# Instruction a:
Edit the rows from the line containing "Pinpoint number 10 on jersey in the picture." through the end of the rows, replacing "jersey" with "shirt" and leaving everything else unchanged.

The student statement that bugs me more than any other: "I don't get it".

My usual response are words to the effect that the author is writing in English and s/he is not intentionally hiding anything. Somewhere along the line we have taught kids (and judging by the posts, one or two adults) that lyrics will jump off the page of their own volition and say, THIS IS WHAT I MEAN. Shakespeare wrote in Modern English. Heck, even the Middle English of Chaucer is fairly simple. I could understand if the text was in Old English. However, on occasion when I have read The Lord's Prayer to students, they have basically understood.

"Fæder ure þu þe eart on heofonum; Si þin nama gehalgod to becume þin rice gewurþe ðin willa on eorðan swa swa on heofonum. urne gedæghwamlican hlaf syle us todæg and forgyf us ure gyltas swa swa we forgyfað urum gyltendum and ne gelæd þu us on costnunge ac alys us of yfele soþlice."

# Instruction b:
Transcribe the stretch of the classroom passage from "My usual response" through "have basically understood." word for word.

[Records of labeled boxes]
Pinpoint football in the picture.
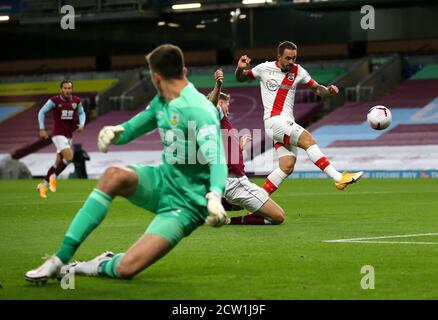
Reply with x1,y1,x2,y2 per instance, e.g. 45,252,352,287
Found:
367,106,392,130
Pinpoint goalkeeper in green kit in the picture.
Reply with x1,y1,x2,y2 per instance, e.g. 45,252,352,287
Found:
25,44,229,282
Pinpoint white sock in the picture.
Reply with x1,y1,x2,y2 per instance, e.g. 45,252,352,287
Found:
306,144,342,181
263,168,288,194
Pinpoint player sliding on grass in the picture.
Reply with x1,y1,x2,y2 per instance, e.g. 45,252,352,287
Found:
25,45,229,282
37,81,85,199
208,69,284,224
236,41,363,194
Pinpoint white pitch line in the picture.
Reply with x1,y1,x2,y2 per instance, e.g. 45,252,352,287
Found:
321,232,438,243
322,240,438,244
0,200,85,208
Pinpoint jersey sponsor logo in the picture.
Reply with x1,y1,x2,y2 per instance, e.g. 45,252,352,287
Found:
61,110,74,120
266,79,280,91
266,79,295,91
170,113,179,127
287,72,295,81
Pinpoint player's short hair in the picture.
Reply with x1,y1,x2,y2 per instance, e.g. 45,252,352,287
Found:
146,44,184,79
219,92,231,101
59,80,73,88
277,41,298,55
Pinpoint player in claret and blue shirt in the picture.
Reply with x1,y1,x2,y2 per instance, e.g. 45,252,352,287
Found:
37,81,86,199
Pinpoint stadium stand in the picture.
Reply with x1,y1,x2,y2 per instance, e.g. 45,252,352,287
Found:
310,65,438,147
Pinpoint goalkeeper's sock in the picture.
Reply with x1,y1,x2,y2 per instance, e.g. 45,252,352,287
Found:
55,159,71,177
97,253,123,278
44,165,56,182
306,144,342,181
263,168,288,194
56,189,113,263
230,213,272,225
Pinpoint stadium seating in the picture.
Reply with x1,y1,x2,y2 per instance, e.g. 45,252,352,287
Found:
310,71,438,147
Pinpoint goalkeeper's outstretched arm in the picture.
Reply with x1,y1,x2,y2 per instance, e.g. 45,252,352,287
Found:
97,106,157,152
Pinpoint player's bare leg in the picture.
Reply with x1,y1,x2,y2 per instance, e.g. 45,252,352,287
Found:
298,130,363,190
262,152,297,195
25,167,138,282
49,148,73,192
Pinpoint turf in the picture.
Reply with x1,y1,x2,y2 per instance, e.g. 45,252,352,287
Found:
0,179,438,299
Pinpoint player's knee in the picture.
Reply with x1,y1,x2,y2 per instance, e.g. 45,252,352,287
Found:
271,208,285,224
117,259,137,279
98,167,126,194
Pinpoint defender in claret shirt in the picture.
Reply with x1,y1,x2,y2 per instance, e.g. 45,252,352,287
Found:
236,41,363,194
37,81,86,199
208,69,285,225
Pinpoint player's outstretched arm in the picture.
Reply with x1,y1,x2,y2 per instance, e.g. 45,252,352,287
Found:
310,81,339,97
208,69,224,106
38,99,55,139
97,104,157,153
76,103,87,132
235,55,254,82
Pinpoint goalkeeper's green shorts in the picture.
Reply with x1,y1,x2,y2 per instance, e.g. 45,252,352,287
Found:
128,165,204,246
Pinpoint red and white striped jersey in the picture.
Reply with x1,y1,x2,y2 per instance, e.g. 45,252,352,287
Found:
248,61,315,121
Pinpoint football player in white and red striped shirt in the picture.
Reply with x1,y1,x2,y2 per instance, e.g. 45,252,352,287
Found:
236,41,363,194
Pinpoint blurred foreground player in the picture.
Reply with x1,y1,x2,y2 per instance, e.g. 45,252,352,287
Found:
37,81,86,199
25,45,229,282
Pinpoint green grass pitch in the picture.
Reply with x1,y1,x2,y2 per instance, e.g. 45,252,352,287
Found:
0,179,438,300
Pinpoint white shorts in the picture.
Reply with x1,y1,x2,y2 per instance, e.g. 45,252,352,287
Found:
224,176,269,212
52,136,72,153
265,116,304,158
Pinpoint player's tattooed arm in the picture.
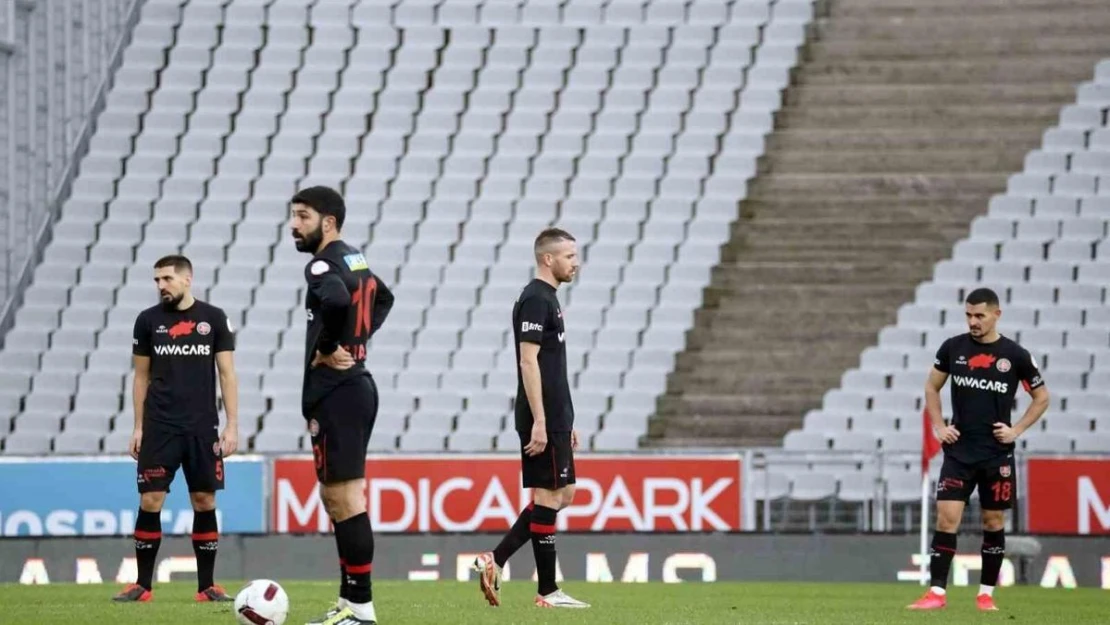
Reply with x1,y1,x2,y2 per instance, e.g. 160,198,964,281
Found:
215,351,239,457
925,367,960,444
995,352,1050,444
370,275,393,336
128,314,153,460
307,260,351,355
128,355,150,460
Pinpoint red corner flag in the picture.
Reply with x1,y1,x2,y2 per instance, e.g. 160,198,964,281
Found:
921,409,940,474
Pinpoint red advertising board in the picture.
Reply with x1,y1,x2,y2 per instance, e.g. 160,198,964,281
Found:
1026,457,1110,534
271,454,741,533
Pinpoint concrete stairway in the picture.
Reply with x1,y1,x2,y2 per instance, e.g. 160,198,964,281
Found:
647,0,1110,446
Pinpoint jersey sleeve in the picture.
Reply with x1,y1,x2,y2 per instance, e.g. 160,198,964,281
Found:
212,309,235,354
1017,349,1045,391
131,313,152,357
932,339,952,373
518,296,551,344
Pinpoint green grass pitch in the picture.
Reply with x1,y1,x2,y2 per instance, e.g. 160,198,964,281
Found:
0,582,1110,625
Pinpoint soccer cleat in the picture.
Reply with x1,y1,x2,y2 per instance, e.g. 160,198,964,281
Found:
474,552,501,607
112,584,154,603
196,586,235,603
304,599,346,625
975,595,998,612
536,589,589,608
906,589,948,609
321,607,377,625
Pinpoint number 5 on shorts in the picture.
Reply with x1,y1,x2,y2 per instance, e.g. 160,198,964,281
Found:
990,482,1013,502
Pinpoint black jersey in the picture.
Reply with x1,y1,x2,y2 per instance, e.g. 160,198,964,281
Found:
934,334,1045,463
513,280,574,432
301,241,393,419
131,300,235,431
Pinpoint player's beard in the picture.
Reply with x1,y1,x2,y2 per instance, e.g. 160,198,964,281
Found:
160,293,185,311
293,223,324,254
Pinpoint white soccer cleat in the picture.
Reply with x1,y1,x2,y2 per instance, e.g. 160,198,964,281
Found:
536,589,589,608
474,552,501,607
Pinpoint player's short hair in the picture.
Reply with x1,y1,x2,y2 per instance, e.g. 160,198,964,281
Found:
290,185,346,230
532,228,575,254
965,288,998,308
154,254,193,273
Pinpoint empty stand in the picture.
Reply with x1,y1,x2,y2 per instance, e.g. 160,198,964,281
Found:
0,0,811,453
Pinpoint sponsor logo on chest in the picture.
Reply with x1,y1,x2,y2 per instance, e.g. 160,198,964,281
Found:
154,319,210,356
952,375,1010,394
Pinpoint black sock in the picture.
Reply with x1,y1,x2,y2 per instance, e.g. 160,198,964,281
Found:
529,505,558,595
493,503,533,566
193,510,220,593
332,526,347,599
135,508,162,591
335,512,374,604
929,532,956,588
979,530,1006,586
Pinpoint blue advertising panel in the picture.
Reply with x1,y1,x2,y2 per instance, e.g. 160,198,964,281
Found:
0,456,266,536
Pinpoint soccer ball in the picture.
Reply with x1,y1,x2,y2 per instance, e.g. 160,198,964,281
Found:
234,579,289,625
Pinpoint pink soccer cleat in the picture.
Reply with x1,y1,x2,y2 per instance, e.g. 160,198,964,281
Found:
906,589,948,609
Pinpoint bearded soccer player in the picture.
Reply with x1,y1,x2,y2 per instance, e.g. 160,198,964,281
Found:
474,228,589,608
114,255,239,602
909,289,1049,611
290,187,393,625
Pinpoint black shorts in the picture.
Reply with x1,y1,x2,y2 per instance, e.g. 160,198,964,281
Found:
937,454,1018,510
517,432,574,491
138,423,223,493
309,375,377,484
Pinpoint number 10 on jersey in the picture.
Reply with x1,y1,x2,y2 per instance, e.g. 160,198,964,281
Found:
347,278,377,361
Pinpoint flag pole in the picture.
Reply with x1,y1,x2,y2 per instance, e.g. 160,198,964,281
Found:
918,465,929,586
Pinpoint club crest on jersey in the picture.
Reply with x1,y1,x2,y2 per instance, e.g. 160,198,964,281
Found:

# Correct result a:
Pinpoint number 10 on shirt in the picture.
Reply with x1,y1,x2,y2 per instance, e.g. 160,198,964,281
Found:
347,278,377,361
Pinpoint flag pole in the picture.
Reply with x1,y1,x2,y2 per instance, e.g. 160,198,964,281
Found:
918,465,929,586
Pinpoint club crest on shirt in the picture.
Reply with x1,y1,x2,y2 per instance, e.g. 160,198,964,281
Found:

# Correct result b:
My usual response are words to the effect that the author is writing in English and s/he is not intentionally hiding anything. Somewhere along the line we have taught kids (and judging by the posts, one or two adults) that lyrics will jump off the page of their own volition and say, THIS IS WHAT I MEAN. Shakespeare wrote in Modern English. Heck, even the Middle English of Chaucer is fairly simple. I could understand if the text was in Old English. However, on occasion when I have read The Lord's Prayer to students, they have basically understood.